(Records excerpted from a collection)
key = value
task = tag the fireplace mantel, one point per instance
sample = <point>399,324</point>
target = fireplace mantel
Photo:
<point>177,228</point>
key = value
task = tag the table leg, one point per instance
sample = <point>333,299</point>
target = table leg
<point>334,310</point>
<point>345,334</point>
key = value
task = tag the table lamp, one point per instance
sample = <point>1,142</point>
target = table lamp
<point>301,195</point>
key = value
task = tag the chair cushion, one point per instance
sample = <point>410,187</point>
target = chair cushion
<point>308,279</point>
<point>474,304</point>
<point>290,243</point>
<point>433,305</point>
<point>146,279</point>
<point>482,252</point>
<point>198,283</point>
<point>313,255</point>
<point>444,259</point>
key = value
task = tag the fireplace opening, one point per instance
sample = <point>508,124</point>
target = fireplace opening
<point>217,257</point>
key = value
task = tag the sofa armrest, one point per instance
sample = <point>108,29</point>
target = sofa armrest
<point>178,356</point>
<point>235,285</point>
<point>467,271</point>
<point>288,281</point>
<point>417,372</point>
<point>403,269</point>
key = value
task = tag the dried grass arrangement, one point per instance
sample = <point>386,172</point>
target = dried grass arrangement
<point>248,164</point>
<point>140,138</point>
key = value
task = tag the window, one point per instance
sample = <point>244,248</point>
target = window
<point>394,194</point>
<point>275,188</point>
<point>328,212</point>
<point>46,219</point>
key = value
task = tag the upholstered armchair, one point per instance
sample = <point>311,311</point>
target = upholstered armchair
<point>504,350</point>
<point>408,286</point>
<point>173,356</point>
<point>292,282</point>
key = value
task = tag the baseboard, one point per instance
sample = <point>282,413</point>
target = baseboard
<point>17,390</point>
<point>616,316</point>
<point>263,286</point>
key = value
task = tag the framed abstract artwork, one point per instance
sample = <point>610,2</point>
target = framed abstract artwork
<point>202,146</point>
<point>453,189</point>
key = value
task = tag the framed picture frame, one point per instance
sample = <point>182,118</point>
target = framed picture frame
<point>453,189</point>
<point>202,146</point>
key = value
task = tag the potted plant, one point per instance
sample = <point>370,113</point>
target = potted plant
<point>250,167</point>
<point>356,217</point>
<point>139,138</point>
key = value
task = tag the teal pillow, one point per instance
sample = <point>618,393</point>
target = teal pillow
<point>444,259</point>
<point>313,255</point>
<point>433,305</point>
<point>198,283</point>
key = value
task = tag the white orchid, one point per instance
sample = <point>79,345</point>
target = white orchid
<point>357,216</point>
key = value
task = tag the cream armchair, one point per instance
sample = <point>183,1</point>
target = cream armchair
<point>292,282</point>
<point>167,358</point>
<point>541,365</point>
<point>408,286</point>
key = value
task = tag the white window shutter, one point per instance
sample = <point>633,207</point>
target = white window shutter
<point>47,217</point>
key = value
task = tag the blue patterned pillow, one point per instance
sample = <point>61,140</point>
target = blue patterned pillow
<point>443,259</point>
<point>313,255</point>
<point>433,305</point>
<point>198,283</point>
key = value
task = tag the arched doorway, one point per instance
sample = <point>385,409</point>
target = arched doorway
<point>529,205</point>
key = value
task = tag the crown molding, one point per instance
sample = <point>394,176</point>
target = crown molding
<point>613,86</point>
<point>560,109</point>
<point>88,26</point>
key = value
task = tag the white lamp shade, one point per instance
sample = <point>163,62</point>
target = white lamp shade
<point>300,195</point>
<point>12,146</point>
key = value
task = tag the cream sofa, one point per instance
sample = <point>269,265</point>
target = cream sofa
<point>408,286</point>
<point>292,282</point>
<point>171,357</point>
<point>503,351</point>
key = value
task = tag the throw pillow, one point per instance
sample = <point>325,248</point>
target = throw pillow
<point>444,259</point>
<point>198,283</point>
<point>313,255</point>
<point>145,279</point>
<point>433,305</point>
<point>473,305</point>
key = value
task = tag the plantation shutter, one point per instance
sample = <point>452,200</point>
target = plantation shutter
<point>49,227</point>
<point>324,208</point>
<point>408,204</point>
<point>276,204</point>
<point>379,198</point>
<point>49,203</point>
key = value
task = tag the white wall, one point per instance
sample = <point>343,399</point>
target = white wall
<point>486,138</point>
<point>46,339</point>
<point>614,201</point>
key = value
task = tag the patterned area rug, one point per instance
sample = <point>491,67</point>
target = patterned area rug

- **Task to complete**: Return all the data exactly as given.

- **Written solution**:
key = value
task = tag the fireplace mantel, one point per instance
sample = <point>399,324</point>
target = fireplace mantel
Photo:
<point>177,228</point>
key = value
task = tag the table leg, one point per instance
sample = <point>333,299</point>
target = table leg
<point>334,310</point>
<point>345,334</point>
key = value
task = tag the table lamp, one point per instance
sample = <point>1,142</point>
target = table lamp
<point>301,195</point>
key = value
task = tag the chair cushion, one point per instance
sample = <point>410,187</point>
target = chair cushion
<point>308,279</point>
<point>474,304</point>
<point>290,243</point>
<point>433,305</point>
<point>146,279</point>
<point>482,252</point>
<point>198,283</point>
<point>313,255</point>
<point>444,259</point>
key = value
task = tag the fireplace opening, one point per instance
sample = <point>508,124</point>
target = fireplace opening
<point>217,257</point>
key = value
task = tag the sofa armrest, one point per instance
sample = <point>108,29</point>
target = sofa armrest
<point>178,356</point>
<point>235,285</point>
<point>467,271</point>
<point>288,281</point>
<point>417,372</point>
<point>403,269</point>
key = value
task = tag the dried grass arrangement, one point per instance
sample = <point>386,172</point>
target = dried grass arrangement
<point>248,164</point>
<point>140,138</point>
key = value
task = tag the window, one point per instance
sample = <point>244,248</point>
target = window
<point>394,194</point>
<point>275,188</point>
<point>328,212</point>
<point>46,219</point>
key = value
task = tag the upholstered armchair, one point per instance
sample = <point>311,311</point>
target = upholstered armchair
<point>504,350</point>
<point>408,286</point>
<point>173,356</point>
<point>292,282</point>
key = value
task = tag the baseboard, one point per instance
sample = <point>282,413</point>
target = baseboard
<point>17,390</point>
<point>616,316</point>
<point>263,286</point>
key = value
task = tag the framed abstract artwork, one point per instance
sample = <point>610,2</point>
target = framed abstract artwork
<point>202,146</point>
<point>453,189</point>
key = value
task = tag the framed picture frame, one point per instance
sample = <point>182,118</point>
target = framed picture frame
<point>453,189</point>
<point>202,146</point>
key = value
task = tag the potted plant, one point per instance
sample = <point>370,113</point>
target = potted plant
<point>250,167</point>
<point>356,217</point>
<point>139,138</point>
key = value
task = tag the teal pillow, one point per instance
sample = <point>618,393</point>
target = teal pillow
<point>444,259</point>
<point>313,255</point>
<point>433,305</point>
<point>198,283</point>
key = value
task = tag the white orchid, one point per instance
sample = <point>79,345</point>
target = white orchid
<point>357,216</point>
key = value
task = tag the cream armchair, one point per instance
sample = <point>183,1</point>
target = cream armchair
<point>292,282</point>
<point>167,358</point>
<point>541,365</point>
<point>408,286</point>
key = value
task = tag the white window shutter, one point per instance
sample = <point>633,207</point>
target = white window shutter
<point>47,217</point>
key = value
task = tag the blue patterned pillow, one point per instance
sample = <point>61,140</point>
target = blue patterned pillow
<point>443,259</point>
<point>313,255</point>
<point>433,305</point>
<point>198,283</point>
key = value
task = tag the arched doorway, one point per instance
sample = <point>385,409</point>
target = arched doorway
<point>529,205</point>
key = value
task = tag the crown molding, one point per instance
sample = <point>394,176</point>
target = crown molding
<point>613,86</point>
<point>560,109</point>
<point>88,26</point>
key = value
task = tag the white lamp shade, one point per instance
sample = <point>163,62</point>
target = white lamp shade
<point>300,195</point>
<point>12,146</point>
key = value
task = tag the cream sofa, one point per instance
sample = <point>269,265</point>
target = cream sofa
<point>408,286</point>
<point>292,282</point>
<point>171,357</point>
<point>503,351</point>
key = value
task = tag the throw pillow, one point per instance
sample = <point>325,248</point>
target = throw pillow
<point>444,259</point>
<point>198,283</point>
<point>313,255</point>
<point>145,279</point>
<point>433,305</point>
<point>473,305</point>
key = value
task = tag the plantation shutter, one point per instance
sample = <point>452,200</point>
target = plantation shutter
<point>49,227</point>
<point>324,208</point>
<point>408,204</point>
<point>276,204</point>
<point>379,198</point>
<point>49,203</point>
key = value
task = tag the white wall, one point per instance
sample = <point>343,399</point>
target = white wall
<point>486,138</point>
<point>46,339</point>
<point>614,201</point>
key = value
task = tag the patterned area rug, one point per instance
sample = <point>491,67</point>
target = patterned area rug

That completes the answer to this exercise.